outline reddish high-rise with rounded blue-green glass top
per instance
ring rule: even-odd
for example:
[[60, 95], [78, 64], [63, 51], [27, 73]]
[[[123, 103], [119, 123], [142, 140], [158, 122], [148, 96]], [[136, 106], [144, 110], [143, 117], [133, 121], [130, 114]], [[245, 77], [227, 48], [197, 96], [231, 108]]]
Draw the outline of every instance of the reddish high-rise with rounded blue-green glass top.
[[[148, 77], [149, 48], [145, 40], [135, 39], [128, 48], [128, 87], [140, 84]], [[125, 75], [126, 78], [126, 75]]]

■ **AIM OF THE TASK**
Among the entries above, locate the lines containing "ring rule: even-odd" and "96], [231, 108]]]", and transcribe exactly those two lines and all lines between.

■ **SOLUTION TO THIS PROBLEM**
ring rule: even-odd
for example:
[[60, 95], [78, 64], [63, 51], [27, 73]]
[[[123, 103], [119, 123], [142, 140], [158, 122], [148, 96]], [[136, 106], [144, 110], [143, 117], [133, 121], [130, 114]], [[245, 77], [227, 48], [197, 96], [231, 108]]]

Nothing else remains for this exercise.